**TASK INSTRUCTIONS:** Could you print the lines below exactly, from the one holding "Could you please spot the gravel" through the last line, with no other output?

**INFORMATION GIVEN:**
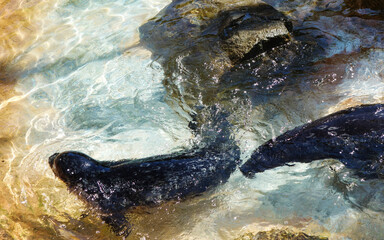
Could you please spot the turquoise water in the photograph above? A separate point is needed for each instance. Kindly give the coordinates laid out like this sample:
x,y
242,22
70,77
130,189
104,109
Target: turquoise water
x,y
87,84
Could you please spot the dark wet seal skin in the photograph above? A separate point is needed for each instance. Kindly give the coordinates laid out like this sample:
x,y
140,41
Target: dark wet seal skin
x,y
354,136
114,187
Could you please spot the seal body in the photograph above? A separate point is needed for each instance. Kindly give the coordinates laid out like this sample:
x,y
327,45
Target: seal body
x,y
354,136
113,187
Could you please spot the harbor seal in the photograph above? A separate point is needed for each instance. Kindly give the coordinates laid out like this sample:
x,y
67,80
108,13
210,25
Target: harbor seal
x,y
114,187
354,136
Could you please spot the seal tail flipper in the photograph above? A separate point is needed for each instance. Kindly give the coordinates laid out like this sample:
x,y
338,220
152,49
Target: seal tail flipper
x,y
118,223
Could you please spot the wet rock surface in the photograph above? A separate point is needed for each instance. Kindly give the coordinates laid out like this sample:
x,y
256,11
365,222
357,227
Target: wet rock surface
x,y
279,234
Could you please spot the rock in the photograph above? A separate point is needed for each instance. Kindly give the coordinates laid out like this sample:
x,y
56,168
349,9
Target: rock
x,y
277,234
201,40
249,31
362,4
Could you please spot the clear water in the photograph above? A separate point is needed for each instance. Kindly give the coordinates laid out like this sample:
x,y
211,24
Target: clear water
x,y
83,82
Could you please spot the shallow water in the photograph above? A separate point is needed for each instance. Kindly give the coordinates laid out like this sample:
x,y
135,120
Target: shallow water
x,y
83,82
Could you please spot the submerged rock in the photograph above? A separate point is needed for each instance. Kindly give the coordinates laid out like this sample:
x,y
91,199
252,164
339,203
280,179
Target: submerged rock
x,y
277,234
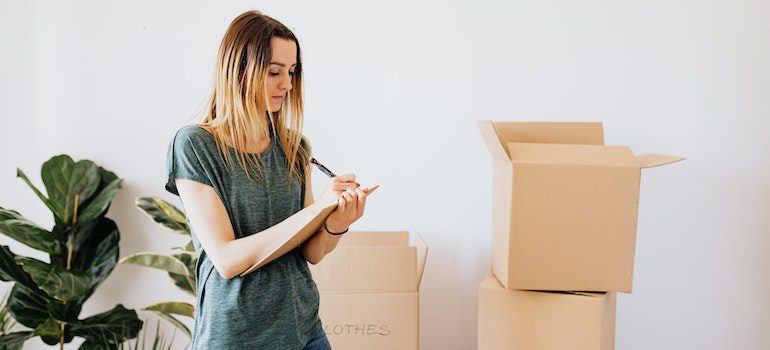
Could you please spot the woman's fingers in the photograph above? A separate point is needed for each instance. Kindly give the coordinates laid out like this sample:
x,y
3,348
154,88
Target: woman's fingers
x,y
361,202
345,178
342,186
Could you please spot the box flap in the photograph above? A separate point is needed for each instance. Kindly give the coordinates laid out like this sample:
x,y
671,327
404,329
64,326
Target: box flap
x,y
368,261
652,160
581,133
493,142
422,256
569,154
375,238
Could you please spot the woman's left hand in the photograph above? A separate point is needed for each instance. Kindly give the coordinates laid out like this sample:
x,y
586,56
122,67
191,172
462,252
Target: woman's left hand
x,y
350,207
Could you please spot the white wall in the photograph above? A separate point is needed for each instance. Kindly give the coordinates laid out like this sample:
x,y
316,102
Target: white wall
x,y
393,92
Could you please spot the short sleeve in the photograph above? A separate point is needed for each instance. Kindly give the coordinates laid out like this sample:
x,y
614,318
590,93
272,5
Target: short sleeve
x,y
187,158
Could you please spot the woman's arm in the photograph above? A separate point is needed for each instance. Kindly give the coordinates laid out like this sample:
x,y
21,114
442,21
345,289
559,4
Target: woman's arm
x,y
211,224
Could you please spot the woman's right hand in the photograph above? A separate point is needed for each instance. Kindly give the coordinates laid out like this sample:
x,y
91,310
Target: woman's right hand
x,y
339,185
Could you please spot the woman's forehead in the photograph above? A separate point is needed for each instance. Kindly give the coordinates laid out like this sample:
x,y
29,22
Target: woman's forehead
x,y
284,52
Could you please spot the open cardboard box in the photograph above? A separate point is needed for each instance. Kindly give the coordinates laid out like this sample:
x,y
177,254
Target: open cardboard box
x,y
564,206
515,319
369,288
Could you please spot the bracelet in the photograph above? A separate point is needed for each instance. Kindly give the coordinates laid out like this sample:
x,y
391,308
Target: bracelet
x,y
335,234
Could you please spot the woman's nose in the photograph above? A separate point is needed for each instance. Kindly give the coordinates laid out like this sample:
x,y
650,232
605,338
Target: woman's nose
x,y
285,82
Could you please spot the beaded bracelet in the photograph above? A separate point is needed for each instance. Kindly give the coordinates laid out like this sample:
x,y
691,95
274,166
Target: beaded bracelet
x,y
335,234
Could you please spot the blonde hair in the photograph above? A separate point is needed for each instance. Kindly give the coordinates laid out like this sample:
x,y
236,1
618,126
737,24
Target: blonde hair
x,y
239,110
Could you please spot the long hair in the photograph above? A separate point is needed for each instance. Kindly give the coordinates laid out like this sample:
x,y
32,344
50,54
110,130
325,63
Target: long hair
x,y
238,110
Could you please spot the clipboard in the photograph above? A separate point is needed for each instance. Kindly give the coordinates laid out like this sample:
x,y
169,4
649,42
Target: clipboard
x,y
314,217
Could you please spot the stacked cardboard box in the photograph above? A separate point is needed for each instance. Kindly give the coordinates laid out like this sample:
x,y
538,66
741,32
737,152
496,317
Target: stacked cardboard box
x,y
564,220
369,288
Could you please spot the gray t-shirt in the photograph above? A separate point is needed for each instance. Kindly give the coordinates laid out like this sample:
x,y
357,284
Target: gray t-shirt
x,y
274,307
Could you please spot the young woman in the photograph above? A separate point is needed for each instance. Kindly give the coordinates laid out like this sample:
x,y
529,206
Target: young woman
x,y
240,174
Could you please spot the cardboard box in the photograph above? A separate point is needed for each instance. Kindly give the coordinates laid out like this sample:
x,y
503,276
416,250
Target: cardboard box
x,y
369,288
534,320
564,208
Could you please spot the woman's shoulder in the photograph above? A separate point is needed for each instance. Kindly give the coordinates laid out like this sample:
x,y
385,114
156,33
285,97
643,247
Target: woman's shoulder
x,y
194,133
193,130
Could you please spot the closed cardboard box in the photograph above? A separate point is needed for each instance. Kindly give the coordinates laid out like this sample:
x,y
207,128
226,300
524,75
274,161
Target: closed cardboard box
x,y
535,320
369,288
564,209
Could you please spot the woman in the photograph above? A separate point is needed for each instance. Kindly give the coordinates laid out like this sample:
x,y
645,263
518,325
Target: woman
x,y
236,208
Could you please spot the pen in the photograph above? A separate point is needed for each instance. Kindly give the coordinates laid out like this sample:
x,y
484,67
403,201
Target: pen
x,y
329,173
321,167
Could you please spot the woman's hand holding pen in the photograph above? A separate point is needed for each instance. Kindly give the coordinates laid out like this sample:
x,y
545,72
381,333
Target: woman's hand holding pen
x,y
351,201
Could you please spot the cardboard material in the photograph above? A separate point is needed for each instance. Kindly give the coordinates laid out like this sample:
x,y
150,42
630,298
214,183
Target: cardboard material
x,y
564,206
514,319
372,321
369,288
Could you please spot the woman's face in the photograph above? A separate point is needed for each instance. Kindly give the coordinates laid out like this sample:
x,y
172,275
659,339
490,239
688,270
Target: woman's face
x,y
282,65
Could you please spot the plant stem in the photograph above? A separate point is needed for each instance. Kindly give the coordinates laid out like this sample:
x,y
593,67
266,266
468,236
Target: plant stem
x,y
69,259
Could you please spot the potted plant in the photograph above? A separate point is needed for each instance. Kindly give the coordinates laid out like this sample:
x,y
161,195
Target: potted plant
x,y
180,265
82,246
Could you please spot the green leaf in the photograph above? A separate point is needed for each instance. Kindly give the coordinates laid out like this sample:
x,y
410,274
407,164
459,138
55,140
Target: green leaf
x,y
114,326
101,202
174,321
63,312
64,179
49,331
173,307
56,281
164,213
11,271
45,200
26,307
98,252
158,261
17,227
100,345
14,341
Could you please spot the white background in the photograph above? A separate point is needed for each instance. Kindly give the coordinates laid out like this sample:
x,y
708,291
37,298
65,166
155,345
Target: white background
x,y
393,90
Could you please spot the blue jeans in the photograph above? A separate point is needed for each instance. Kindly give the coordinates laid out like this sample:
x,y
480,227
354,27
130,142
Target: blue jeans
x,y
319,342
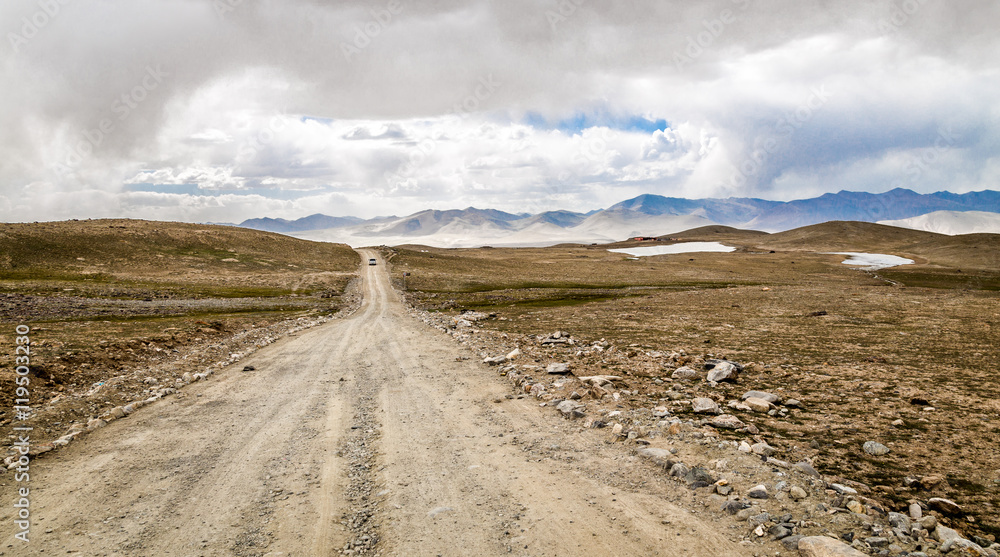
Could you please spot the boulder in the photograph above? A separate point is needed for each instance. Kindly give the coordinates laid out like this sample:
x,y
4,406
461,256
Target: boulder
x,y
757,492
944,506
822,546
722,371
705,406
875,448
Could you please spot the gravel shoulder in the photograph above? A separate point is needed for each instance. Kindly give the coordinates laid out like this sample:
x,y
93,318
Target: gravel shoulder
x,y
373,434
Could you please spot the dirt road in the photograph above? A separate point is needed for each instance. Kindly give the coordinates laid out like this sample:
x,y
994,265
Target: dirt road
x,y
374,433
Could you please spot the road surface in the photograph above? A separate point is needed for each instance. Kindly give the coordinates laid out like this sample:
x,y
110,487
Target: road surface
x,y
374,433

**OUTPUT FOR THIS TASK:**
Could you please spot the gravel shoulder in the photograph above? A separate point is needed for each instance. Kindly give the coordinates laid out like this sample:
x,y
93,318
Target: gravel shoulder
x,y
373,434
Could you please spot the dirt road in the photograph above? A separate point is needed for each instance. Kindly give the coordinates laid out like this sample:
x,y
994,265
Target: dirt road
x,y
374,433
Could you please spot the road surface in the photograph above? A separate point is needed for each instance. Kindly give the coordinates laid out like this sample:
x,y
110,487
Target: road surface
x,y
374,433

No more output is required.